**WORK ORDER**
Can you turn the records below into a JSON list of strings, one string per line, with blank lines dropped and the pictures left out?

**LISTED ENTRIES**

———

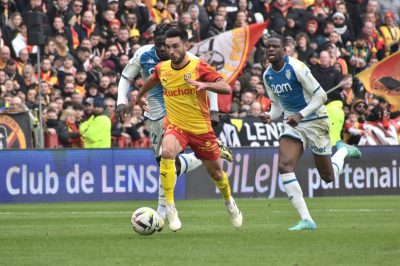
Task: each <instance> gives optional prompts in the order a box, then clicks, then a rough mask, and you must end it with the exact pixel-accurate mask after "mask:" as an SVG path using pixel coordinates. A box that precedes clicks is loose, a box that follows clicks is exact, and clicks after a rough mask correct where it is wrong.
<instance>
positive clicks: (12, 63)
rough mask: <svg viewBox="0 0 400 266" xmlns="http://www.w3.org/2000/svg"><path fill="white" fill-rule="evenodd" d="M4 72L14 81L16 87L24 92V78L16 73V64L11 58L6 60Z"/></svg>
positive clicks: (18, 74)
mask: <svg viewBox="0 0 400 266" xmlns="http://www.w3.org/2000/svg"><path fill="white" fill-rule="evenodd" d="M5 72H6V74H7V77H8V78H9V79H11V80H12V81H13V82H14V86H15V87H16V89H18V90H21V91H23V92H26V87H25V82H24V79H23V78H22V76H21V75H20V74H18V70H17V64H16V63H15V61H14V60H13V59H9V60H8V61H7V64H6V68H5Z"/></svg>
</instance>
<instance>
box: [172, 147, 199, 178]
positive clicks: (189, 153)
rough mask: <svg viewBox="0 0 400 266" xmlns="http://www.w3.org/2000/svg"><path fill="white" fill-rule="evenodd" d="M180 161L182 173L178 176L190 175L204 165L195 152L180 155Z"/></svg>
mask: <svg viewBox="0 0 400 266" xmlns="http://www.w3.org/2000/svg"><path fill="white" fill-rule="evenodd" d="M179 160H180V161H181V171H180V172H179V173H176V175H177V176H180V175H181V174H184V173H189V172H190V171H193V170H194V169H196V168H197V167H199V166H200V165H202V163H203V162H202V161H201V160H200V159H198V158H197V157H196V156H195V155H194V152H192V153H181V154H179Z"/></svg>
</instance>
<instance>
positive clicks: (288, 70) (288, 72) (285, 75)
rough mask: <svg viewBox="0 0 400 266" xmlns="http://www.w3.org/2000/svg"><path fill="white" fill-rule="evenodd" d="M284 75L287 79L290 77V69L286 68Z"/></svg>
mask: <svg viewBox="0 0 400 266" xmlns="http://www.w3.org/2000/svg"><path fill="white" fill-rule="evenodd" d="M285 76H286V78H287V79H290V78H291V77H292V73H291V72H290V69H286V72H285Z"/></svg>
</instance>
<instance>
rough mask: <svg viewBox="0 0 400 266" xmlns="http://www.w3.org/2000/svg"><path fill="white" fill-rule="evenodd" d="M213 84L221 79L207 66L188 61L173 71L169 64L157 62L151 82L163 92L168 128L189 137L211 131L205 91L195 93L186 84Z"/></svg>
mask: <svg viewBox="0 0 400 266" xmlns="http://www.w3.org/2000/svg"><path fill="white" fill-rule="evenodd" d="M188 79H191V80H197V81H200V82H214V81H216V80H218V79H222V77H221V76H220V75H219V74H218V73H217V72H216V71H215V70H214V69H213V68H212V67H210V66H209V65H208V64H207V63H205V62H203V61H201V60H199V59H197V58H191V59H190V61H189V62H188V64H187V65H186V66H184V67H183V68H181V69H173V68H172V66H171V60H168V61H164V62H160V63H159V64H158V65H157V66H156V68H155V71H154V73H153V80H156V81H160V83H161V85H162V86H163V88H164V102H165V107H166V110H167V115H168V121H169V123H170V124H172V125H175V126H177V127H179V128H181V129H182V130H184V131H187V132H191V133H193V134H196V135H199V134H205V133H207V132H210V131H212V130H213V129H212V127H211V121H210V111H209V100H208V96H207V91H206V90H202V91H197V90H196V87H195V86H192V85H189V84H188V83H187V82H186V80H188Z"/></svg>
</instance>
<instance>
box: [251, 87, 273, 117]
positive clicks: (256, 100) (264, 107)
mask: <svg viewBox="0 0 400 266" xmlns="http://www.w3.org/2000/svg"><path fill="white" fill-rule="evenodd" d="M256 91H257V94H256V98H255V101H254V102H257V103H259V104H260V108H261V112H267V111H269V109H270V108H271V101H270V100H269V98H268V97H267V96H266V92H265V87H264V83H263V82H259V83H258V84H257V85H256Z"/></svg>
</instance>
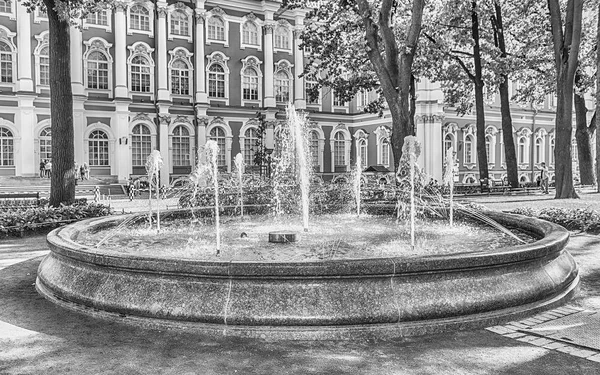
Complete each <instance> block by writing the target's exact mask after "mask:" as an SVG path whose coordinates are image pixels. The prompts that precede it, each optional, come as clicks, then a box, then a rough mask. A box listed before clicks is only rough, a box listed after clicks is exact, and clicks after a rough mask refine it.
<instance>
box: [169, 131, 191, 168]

———

**EXERCISE OUTPUT**
[
  "Task: each <instance> gives optional prompts in the order a box, then clicks, then a rough mask, and you must end it with the exact pixel-accurate mask after \"mask:\" as an SVG path using pixel coordinates. A box that precedes clicks is loose, a box that follows clicks is exact, and clicks after a rough mask correct where it is wrong.",
  "<instance>",
  "positive clicks: (12, 63)",
  "rough mask: <svg viewBox=\"0 0 400 266\" xmlns=\"http://www.w3.org/2000/svg\"><path fill=\"white\" fill-rule=\"evenodd\" d=\"M4 72L14 81L16 87L24 92V78L16 73V64L11 58L6 60Z\"/></svg>",
  "positive clicks: (18, 74)",
  "mask: <svg viewBox=\"0 0 400 266\" xmlns=\"http://www.w3.org/2000/svg\"><path fill=\"white\" fill-rule=\"evenodd\" d=\"M5 72H6V74H7V77H8V78H9V79H11V80H12V81H13V82H14V86H15V87H16V89H18V90H21V91H23V92H26V87H25V82H24V79H23V78H22V76H21V75H20V74H18V70H17V64H16V63H15V61H14V60H13V59H9V60H8V61H7V64H6V68H5Z\"/></svg>",
  "</instance>",
  "<instance>",
  "box: [172, 147, 199, 178]",
  "positive clicks: (189, 153)",
  "rough mask: <svg viewBox=\"0 0 400 266\" xmlns=\"http://www.w3.org/2000/svg\"><path fill=\"white\" fill-rule=\"evenodd\" d=\"M180 161L182 173L178 176L190 175L204 165L195 152L180 155Z\"/></svg>",
  "mask: <svg viewBox=\"0 0 400 266\" xmlns=\"http://www.w3.org/2000/svg\"><path fill=\"white\" fill-rule=\"evenodd\" d=\"M179 160H180V161H181V171H180V172H179V173H176V175H177V176H180V175H181V174H184V173H189V172H190V171H193V170H194V169H196V168H197V167H199V166H200V165H202V163H203V162H202V161H201V160H200V159H198V158H197V157H196V156H195V155H194V152H192V153H181V154H179Z\"/></svg>",
  "</instance>",
  "<instance>",
  "positive clicks: (288, 70) (288, 72) (285, 75)",
  "rough mask: <svg viewBox=\"0 0 400 266\" xmlns=\"http://www.w3.org/2000/svg\"><path fill=\"white\" fill-rule=\"evenodd\" d=\"M284 75L287 79L290 77V69L286 68Z\"/></svg>",
  "mask: <svg viewBox=\"0 0 400 266\" xmlns=\"http://www.w3.org/2000/svg\"><path fill=\"white\" fill-rule=\"evenodd\" d=\"M285 76H286V78H287V79H290V78H291V77H292V73H291V72H290V69H286V72H285Z\"/></svg>",
  "</instance>",
  "<instance>",
  "rough mask: <svg viewBox=\"0 0 400 266\" xmlns=\"http://www.w3.org/2000/svg\"><path fill=\"white\" fill-rule=\"evenodd\" d=\"M213 84L221 79L207 66L188 61L173 71L169 64L157 62L151 82L163 92L168 128L189 137L211 131L205 91L195 93L186 84Z\"/></svg>",
  "mask: <svg viewBox=\"0 0 400 266\" xmlns=\"http://www.w3.org/2000/svg\"><path fill=\"white\" fill-rule=\"evenodd\" d=\"M188 79H191V80H197V81H200V82H214V81H216V80H218V79H222V77H221V76H220V75H219V74H218V73H217V72H216V71H215V70H214V69H213V68H212V67H210V66H209V65H208V64H207V63H205V62H203V61H201V60H199V59H197V58H191V59H190V61H189V62H188V64H187V65H186V66H184V67H183V68H181V69H173V68H172V66H171V60H168V61H164V62H160V63H159V64H158V65H157V66H156V68H155V71H154V73H153V80H156V81H160V83H161V85H162V86H163V88H164V102H165V107H166V110H167V115H168V121H169V123H170V124H172V125H175V126H177V127H179V128H181V129H182V130H184V131H187V132H191V133H193V134H196V135H199V134H205V133H207V132H210V131H212V130H213V129H212V127H211V121H210V111H209V100H208V96H207V91H206V90H202V91H197V90H196V87H195V86H192V85H189V84H188V83H187V82H186V80H188Z\"/></svg>",
  "</instance>",
  "<instance>",
  "box: [251, 87, 273, 117]",
  "positive clicks: (256, 100) (264, 107)",
  "mask: <svg viewBox=\"0 0 400 266\" xmlns=\"http://www.w3.org/2000/svg\"><path fill=\"white\" fill-rule=\"evenodd\" d=\"M256 91H257V94H256V98H255V101H254V102H257V103H259V104H260V108H261V112H267V111H269V109H270V108H271V101H270V100H269V98H268V97H267V96H266V92H265V87H264V83H263V82H259V83H258V84H257V85H256Z\"/></svg>",
  "</instance>",
  "Complete each <instance> block by writing the target's exact mask after \"mask:\" as an SVG path whose coordinates are image pixels. The prompts that precede it, each optional, come as clicks, then a box, then a rough mask. A box listed before clicks is only rough, a box listed after clicks is exact, and clicks after a rough mask refine it.",
  "<instance>",
  "box: [169, 131, 191, 168]"
]